Please write out the part of the advertising guidelines word for word, beginning at "The regulations enacted" and stopping after "the Registrar’s Advertising Guidelines.".

▸ **Passage provided**
--- --- ---

Advertising Guidelines - Ferment on Premise and Liquor Delivery Licence Holders and Special Occasion Permit Holders

Photographs of three fermentation barrels, a box of wine with the top showing, a glass of white wine being poured

Introduction

The regulations enacted pursuant to the Liquor Licence Act allow holders of ferment on premise and liquor delivery licences as well as special occasion permit holders to advertise liquor, the availability of liquor or other services they provide in relation to liquor, in accordance with the Registrar’s Advertising Guidelines.

These guidelines focus on specific issues regarding advertising liquor and provide interpretations of the various criteria set out in the regulations. The notes following each guideline assist in interpretation and are by no means exhaustive in their scope.

Although obtaining the prior approval of the Alcohol and Gaming Commission of Ontario (AGCO) for advertising by holders of ferment on premise and liquor delivery licences as well as special occasion permit holders is not necessary, it is their responsibility to ensure that advertising carrying its business or brand name, or endorsed by it, falls within the parameters set out in the regulations and in these guidelines.

--- --- ---

▸ **Information shown**
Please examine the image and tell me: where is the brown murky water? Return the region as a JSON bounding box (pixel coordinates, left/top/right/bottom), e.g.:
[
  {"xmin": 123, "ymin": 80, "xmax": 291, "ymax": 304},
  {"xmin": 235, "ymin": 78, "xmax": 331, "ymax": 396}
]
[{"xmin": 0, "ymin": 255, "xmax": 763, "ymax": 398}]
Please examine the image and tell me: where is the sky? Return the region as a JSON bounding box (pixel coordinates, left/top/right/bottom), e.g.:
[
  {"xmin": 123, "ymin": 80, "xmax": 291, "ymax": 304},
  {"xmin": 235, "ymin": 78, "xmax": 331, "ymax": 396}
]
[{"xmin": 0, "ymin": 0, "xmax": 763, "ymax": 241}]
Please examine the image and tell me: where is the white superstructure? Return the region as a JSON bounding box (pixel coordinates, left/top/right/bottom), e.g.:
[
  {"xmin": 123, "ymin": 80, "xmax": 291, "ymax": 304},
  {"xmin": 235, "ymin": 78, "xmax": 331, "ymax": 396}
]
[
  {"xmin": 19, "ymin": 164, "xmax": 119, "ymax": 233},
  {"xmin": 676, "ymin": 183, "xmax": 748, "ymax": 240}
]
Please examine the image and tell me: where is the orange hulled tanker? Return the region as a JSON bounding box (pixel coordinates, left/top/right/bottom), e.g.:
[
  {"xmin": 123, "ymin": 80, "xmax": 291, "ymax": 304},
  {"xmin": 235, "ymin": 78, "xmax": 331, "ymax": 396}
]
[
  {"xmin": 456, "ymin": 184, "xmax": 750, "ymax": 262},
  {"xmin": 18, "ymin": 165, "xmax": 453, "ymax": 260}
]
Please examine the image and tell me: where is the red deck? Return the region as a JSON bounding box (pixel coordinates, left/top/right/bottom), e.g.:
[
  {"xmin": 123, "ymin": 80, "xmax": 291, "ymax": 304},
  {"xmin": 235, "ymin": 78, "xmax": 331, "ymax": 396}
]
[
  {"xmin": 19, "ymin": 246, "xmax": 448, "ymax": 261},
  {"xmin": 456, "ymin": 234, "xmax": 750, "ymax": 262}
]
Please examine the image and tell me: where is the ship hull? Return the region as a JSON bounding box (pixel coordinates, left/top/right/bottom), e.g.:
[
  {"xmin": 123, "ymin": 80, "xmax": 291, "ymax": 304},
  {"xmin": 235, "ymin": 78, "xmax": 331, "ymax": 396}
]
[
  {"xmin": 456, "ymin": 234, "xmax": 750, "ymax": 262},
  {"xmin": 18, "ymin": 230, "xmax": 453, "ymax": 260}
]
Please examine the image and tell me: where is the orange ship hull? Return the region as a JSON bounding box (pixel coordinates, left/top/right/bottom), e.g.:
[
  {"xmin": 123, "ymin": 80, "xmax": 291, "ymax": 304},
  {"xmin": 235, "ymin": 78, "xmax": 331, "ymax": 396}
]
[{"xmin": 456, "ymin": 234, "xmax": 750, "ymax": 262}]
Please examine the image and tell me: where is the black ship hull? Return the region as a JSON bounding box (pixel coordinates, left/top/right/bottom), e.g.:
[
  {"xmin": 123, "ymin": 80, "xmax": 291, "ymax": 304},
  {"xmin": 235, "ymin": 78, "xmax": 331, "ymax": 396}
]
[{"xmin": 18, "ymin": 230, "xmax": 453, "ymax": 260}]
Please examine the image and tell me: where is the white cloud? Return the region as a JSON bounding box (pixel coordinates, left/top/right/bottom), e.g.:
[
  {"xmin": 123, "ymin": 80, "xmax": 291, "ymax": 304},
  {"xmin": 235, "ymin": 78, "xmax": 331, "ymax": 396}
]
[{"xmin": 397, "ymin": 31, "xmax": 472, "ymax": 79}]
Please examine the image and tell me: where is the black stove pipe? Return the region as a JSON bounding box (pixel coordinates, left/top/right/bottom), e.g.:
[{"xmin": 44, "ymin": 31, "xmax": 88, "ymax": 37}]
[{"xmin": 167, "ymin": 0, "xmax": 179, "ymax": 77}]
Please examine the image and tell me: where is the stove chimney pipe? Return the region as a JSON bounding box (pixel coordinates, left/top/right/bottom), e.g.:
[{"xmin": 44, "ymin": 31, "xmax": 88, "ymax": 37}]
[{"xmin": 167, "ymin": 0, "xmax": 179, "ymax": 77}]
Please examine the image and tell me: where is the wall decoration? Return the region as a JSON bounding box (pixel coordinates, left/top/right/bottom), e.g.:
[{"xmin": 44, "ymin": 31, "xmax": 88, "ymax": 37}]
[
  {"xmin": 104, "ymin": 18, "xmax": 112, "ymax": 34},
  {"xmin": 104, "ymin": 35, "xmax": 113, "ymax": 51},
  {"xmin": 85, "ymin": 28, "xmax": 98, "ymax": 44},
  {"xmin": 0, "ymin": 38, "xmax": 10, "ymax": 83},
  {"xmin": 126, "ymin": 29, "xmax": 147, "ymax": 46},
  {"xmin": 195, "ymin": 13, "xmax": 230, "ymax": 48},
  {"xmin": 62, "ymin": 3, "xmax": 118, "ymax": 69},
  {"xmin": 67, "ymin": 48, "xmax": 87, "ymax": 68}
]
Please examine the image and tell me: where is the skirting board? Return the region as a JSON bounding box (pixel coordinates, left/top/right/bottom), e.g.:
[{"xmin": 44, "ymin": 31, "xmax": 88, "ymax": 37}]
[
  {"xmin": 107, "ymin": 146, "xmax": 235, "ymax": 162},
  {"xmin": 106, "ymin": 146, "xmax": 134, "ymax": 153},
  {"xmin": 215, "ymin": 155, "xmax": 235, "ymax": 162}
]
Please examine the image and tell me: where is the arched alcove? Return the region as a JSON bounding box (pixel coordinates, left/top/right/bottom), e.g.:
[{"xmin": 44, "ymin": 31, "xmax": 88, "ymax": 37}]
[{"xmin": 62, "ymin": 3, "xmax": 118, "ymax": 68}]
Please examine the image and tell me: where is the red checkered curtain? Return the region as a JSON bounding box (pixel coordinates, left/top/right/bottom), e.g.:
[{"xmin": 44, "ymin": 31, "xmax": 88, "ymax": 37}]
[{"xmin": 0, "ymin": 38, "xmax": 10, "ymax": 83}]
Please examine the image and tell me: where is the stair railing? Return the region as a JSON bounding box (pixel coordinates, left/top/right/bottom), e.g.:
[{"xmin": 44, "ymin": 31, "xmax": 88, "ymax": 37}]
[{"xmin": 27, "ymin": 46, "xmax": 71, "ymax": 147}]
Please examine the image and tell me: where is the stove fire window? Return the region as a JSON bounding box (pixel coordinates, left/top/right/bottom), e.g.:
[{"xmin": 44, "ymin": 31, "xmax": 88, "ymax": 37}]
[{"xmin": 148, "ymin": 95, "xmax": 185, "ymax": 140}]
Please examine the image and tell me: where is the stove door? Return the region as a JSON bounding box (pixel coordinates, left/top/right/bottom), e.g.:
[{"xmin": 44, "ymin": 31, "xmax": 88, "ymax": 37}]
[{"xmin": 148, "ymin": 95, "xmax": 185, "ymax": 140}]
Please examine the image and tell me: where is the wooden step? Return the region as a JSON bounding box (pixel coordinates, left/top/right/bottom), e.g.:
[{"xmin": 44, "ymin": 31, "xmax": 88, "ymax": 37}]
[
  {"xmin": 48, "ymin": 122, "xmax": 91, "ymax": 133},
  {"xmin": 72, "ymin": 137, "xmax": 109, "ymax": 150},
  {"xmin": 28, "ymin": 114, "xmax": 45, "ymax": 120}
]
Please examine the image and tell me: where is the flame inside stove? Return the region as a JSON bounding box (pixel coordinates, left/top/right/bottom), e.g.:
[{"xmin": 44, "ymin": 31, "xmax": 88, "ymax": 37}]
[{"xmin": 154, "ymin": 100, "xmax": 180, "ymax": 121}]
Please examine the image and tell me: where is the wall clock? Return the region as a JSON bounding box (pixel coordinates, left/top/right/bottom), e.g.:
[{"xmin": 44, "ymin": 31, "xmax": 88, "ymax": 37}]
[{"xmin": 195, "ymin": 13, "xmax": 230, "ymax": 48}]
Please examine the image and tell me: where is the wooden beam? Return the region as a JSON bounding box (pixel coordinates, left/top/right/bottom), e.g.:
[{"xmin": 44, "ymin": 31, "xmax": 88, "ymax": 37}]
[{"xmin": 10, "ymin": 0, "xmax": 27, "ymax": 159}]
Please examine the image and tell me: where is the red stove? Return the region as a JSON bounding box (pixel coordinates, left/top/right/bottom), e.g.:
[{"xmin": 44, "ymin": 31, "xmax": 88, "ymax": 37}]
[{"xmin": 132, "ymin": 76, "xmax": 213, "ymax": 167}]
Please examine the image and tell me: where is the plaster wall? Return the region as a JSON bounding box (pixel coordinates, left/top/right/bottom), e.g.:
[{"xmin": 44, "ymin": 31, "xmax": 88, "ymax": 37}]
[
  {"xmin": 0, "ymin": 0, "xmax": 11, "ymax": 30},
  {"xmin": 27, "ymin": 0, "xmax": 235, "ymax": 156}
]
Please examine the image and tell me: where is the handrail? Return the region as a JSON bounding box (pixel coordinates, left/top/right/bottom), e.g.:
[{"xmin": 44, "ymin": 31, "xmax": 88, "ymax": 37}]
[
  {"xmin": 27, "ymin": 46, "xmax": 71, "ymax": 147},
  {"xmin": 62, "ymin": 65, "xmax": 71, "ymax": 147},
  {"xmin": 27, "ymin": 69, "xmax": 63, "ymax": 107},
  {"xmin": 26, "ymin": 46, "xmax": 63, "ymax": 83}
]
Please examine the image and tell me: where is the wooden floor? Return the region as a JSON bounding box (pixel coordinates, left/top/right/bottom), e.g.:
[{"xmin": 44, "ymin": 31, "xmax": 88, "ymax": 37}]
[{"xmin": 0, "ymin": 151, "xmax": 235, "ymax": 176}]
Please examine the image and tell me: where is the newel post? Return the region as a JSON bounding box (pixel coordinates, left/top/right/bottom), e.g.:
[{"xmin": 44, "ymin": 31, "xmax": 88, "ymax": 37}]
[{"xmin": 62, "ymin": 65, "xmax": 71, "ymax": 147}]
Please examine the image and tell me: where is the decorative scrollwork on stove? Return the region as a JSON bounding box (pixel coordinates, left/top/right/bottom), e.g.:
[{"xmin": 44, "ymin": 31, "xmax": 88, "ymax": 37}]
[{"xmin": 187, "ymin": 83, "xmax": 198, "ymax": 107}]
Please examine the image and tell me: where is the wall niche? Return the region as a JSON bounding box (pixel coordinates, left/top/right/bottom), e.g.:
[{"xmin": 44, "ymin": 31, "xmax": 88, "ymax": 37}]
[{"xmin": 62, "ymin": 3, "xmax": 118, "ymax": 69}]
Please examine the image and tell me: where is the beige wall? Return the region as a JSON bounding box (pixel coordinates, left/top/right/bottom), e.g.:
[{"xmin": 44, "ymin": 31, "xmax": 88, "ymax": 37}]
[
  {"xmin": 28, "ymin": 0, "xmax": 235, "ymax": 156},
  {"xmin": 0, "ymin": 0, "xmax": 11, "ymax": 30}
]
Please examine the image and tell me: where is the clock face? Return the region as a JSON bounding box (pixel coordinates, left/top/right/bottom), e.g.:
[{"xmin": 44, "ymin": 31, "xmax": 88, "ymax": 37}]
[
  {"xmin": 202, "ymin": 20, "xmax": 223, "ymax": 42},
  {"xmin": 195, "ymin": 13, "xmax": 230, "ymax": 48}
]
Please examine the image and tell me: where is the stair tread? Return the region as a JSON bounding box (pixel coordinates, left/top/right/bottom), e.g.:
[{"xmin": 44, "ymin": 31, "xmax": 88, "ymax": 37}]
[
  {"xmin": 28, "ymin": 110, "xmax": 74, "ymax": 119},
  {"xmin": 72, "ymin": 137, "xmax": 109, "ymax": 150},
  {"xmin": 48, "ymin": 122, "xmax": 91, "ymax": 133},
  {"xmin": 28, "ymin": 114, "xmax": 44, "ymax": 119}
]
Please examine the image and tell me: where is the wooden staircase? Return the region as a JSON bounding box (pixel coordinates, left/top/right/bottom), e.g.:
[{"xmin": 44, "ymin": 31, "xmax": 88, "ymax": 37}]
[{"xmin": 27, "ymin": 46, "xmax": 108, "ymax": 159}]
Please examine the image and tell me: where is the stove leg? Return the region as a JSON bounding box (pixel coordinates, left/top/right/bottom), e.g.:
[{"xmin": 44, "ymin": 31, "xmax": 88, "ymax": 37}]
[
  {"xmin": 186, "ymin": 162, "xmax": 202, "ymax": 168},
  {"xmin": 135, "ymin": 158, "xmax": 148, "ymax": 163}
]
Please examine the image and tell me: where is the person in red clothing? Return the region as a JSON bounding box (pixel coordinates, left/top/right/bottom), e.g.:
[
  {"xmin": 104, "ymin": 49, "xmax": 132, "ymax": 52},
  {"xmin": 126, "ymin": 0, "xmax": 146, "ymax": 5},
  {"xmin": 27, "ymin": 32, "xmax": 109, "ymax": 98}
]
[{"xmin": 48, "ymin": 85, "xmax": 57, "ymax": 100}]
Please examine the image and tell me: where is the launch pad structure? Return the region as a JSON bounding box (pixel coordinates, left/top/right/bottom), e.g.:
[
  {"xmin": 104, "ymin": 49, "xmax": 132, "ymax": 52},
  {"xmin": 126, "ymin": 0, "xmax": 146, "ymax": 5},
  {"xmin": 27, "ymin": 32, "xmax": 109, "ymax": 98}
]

--- --- ---

▸ **The output**
The regulations enacted pursuant to the Liquor Licence Act allow holders of ferment on premise and liquor delivery licences as well as special occasion permit holders to advertise liquor, the availability of liquor or other services they provide in relation to liquor, in accordance with the Registrar’s Advertising Guidelines.